WORK INSTRUCTION
Would you restate all of the entries verbatim, minus any images?

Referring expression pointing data

::::

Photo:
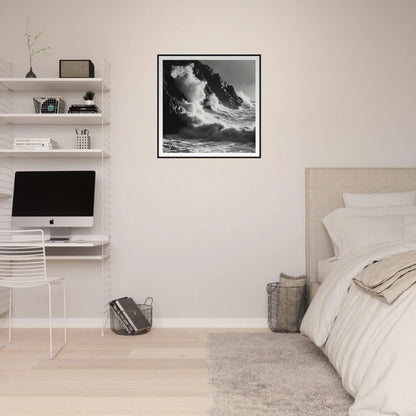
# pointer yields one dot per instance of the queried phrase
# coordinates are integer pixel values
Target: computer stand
(60, 234)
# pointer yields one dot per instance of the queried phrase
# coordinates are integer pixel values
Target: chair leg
(10, 319)
(51, 353)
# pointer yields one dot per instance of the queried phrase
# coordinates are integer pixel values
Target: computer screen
(53, 198)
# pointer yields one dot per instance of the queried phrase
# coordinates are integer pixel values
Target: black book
(133, 314)
(121, 317)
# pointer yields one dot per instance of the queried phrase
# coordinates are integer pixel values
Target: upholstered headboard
(324, 188)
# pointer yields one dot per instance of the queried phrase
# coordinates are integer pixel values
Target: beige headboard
(324, 188)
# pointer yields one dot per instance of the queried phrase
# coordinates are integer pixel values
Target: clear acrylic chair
(23, 265)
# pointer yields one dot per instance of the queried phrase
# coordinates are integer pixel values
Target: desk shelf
(53, 84)
(16, 95)
(53, 119)
(78, 153)
(60, 258)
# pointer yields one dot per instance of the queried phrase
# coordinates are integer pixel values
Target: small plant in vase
(30, 43)
(89, 98)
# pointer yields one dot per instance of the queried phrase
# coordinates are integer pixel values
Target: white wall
(203, 237)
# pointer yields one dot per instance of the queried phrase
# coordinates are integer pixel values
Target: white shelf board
(70, 244)
(52, 84)
(98, 257)
(91, 153)
(52, 119)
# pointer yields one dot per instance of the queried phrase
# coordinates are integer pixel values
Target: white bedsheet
(371, 344)
(325, 267)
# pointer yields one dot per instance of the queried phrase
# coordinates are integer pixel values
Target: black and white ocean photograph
(209, 106)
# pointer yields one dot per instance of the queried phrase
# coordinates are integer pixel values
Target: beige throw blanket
(388, 278)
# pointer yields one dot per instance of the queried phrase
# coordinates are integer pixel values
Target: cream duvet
(370, 343)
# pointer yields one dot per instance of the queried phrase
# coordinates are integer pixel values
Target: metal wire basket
(286, 307)
(117, 325)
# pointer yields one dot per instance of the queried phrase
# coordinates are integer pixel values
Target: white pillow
(390, 199)
(355, 233)
(348, 234)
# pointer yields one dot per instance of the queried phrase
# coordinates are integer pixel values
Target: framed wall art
(209, 106)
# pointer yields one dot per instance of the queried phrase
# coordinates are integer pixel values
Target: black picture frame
(192, 122)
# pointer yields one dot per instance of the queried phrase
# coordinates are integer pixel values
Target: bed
(371, 344)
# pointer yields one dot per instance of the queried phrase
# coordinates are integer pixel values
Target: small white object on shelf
(82, 141)
(34, 144)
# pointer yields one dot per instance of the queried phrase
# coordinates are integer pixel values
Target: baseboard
(210, 323)
(157, 323)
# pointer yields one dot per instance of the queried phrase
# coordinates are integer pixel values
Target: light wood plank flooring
(162, 373)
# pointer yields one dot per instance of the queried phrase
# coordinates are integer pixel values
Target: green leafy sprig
(30, 42)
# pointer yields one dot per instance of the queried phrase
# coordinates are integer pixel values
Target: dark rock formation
(174, 115)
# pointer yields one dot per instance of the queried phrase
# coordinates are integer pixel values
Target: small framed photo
(209, 106)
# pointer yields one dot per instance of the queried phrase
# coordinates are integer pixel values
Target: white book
(21, 141)
(33, 149)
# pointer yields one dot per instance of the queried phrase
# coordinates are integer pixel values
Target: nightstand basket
(118, 327)
(286, 303)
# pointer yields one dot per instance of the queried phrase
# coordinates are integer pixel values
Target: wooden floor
(162, 373)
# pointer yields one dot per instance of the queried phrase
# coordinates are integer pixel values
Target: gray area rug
(272, 374)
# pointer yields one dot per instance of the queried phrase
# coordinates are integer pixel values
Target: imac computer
(54, 199)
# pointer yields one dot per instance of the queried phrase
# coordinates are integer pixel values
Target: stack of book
(34, 144)
(82, 108)
(130, 316)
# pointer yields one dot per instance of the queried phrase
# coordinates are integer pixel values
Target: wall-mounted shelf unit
(53, 119)
(75, 258)
(93, 153)
(17, 92)
(54, 84)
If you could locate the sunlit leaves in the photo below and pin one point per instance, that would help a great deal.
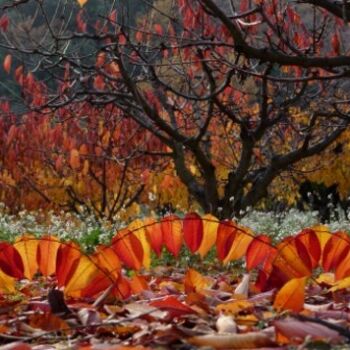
(258, 251)
(27, 248)
(210, 227)
(128, 248)
(193, 231)
(46, 255)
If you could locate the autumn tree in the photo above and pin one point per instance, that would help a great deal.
(237, 92)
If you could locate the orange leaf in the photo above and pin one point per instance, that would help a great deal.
(291, 296)
(172, 233)
(7, 283)
(47, 254)
(137, 227)
(7, 63)
(193, 231)
(225, 236)
(74, 159)
(195, 282)
(85, 271)
(122, 288)
(99, 283)
(128, 248)
(292, 260)
(11, 261)
(210, 228)
(108, 261)
(155, 235)
(335, 250)
(27, 248)
(240, 245)
(311, 242)
(342, 269)
(258, 251)
(68, 256)
(138, 284)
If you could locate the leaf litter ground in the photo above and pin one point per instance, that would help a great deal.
(291, 294)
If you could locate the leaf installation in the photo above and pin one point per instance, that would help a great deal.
(289, 293)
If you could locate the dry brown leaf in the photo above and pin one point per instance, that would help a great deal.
(249, 340)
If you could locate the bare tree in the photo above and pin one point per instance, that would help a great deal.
(239, 92)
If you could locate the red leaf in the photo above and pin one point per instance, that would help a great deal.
(4, 23)
(7, 63)
(99, 83)
(81, 25)
(193, 231)
(173, 306)
(112, 17)
(158, 28)
(335, 42)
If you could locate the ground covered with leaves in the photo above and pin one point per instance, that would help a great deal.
(135, 294)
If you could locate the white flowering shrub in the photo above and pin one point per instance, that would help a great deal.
(89, 232)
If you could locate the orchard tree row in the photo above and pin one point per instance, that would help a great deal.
(203, 103)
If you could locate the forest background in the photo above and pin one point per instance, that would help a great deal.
(271, 137)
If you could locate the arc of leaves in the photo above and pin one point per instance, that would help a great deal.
(293, 258)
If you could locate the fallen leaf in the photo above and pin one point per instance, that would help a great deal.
(248, 340)
(173, 306)
(297, 331)
(291, 296)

::::

EXERCISE RESPONSE
Photo:
# pointer yields one dot per instance of the queried phrase
# coordinates are integer pixel values
Target: computer stand
(60, 234)
# pointer yields one dot per instance of the queried phrase
# coordinates are integer pixel values
Target: chair leg
(10, 319)
(51, 353)
# pointer yields one dot per instance of the queried phrase
# coordinates are integer pixel values
Target: computer screen
(53, 198)
# pointer yields one dot per instance of the queried phrase
# coordinates are integer pixel values
Target: black book
(133, 314)
(121, 317)
# pointer yields one dot per instance of the queried phrase
# coordinates are integer pixel values
Target: upholstered headboard
(324, 188)
# pointer yields one dot per instance of the queried phrase
# coordinates are integer pixel values
Target: beige headboard
(324, 188)
# pointer yields one dot per instance of the queried phrase
# coordinates are integer pixel values
Target: clear acrylic chair
(23, 265)
# pointer yields one dot per instance of the queried phrase
# coordinates are integer pixel values
Target: desk shelf
(53, 84)
(16, 95)
(53, 119)
(78, 153)
(60, 258)
# pointer yields one dot per instance of the queried phrase
# coordinates are integer pixel values
Target: small plant in vase
(30, 43)
(89, 98)
# pointer yields one dot per instance of the queried phrase
# coordinates are integer pixel values
Target: white wall
(203, 237)
# pointer yields one dot per instance of the queried phrase
# coordinates are integer pixel values
Target: white shelf board
(70, 244)
(52, 84)
(98, 257)
(91, 153)
(52, 119)
# pointer yields one dot per instance of the queried phrase
# coordinates are integer pixel values
Target: white bedsheet
(371, 344)
(325, 267)
# pointer yields one dot per instance of the queried phrase
# coordinates are integer pixel values
Target: black and white ocean photograph
(209, 106)
# pointer yields one dot per instance of the queried phrase
# coordinates are integer pixel values
Target: beige throw blanket
(388, 278)
# pointer yields one dot per instance of the queried phrase
# coordinates are integer pixel values
Target: cream duvet
(370, 343)
# pointer yields one dot per instance of the queried phrase
# coordinates are integer pixel values
Target: metal wire basket
(286, 307)
(117, 325)
# pointer yields one dot per instance of the queried phrase
# coordinates are integer pixel values
Target: white pillow
(390, 199)
(355, 233)
(348, 234)
# pointer yields one dot per instance of the queried phrase
# coordinates are integer pixel values
Target: framed wall art
(209, 106)
# pointer yields one dot per instance of the queried phrase
# coordinates are integer pixel values
Target: black picture frame
(192, 122)
# pointer yields one dot per instance of the queried phrase
# coordinates are integer pixel values
Target: bed
(371, 344)
# pointer yields one dot per instance of the queried phrase
# coordinates are integer pixel values
Target: small white object on shelf
(82, 141)
(34, 144)
# pointer yields one dot per instance of the queried phrase
# coordinates are integer pixel values
Target: baseboard
(210, 323)
(157, 323)
# pointer yields one dot per instance of the queried phrase
# coordinates are integer pixel values
Target: light wood plank flooring
(162, 373)
# pointer yields one dot per instance of the queried phrase
# coordinates are integer pixel values
Target: green leafy sprig
(30, 42)
# pointer yields one dot per instance of the queried phrase
# coordinates are integer pixel values
Target: dark rock formation
(174, 115)
# pointer yields one dot per instance of the queried phrase
# coordinates are integer pixel values
Target: small framed photo
(209, 106)
# pointer yields one dot per instance of the queried phrase
# coordinates are integer pixel values
Target: white book
(21, 141)
(33, 149)
# pointer yields one dot per instance of the queried phrase
# coordinates are integer pixel values
Target: nightstand basket
(118, 327)
(286, 303)
# pointer yields one dot per instance of the queried phrase
# coordinates are integer pixel values
Target: wooden floor
(162, 373)
# pointer yields one dot per instance of the queried phrase
# coordinates are integer pixel values
Target: gray area rug
(272, 374)
# pointer yields one dot per instance of the queried phrase
# coordinates are integer pixel values
Target: imac computer
(54, 199)
# pointer yields one dot per instance of the queried phrase
# coordinates are integer pixel values
Target: stack of book
(34, 144)
(82, 108)
(130, 316)
# pointer yields one dot per instance of the queried phrase
# coordinates are integer pixel values
Target: wall-mounted shelf unit
(53, 119)
(75, 258)
(93, 153)
(17, 92)
(54, 84)
If you could locate the sunlit leaves in the photo below and pin one point per instance, that would help a great deal.
(258, 251)
(27, 248)
(210, 227)
(128, 248)
(193, 231)
(46, 255)
If you could locate the autumn tree in the photo above and pin one point per instance, that would help a great deal.
(237, 92)
If you could locate the orange leaf in the photo above and pin one point per instance, that would help a great deal.
(291, 296)
(172, 233)
(7, 283)
(47, 254)
(137, 227)
(7, 63)
(193, 231)
(225, 236)
(74, 159)
(195, 282)
(85, 271)
(122, 288)
(99, 283)
(128, 248)
(292, 260)
(11, 261)
(210, 228)
(108, 261)
(155, 235)
(335, 250)
(27, 248)
(240, 245)
(311, 242)
(342, 269)
(258, 251)
(68, 256)
(138, 284)
If you could locate the leaf litter ground in the photo above and pin one point per instance, that would help a great deal.
(291, 294)
If you could locate the leaf installation in the photo above and pin one point per instance, that would help a great deal.
(289, 293)
If you could locate the dry brown leaf in the photo above and pin one point per instance, that would help a great deal.
(249, 340)
If you could locate the bare tree in the photo above and pin one point per instance, that would help a great deal.
(239, 92)
If you could locate the red leaf in the photo above and pin one point per instance, that would help a great deal.
(4, 23)
(7, 63)
(99, 83)
(81, 25)
(193, 231)
(173, 306)
(112, 17)
(158, 28)
(335, 42)
If you could locate the ground covered with leaves in the photo above and pin one point per instance, that would help a great deal.
(135, 294)
If you could locate the white flowering shrub in the photo above and pin one point per instance, that would help a great deal.
(89, 232)
If you could locate the orchard tree row in the photo above and pin one point per instance, that would help a great deal.
(203, 103)
If you could locate the forest background in the photo above and pin one point per instance, that would help a great deal.
(271, 137)
If you could locate the arc of leaves in the photo above and pin one point per instance, that would help a great deal.
(293, 258)
If you could locate the fallen leaf in the photo above and pin one point per instance, that would help a great deal.
(248, 340)
(173, 306)
(297, 331)
(291, 296)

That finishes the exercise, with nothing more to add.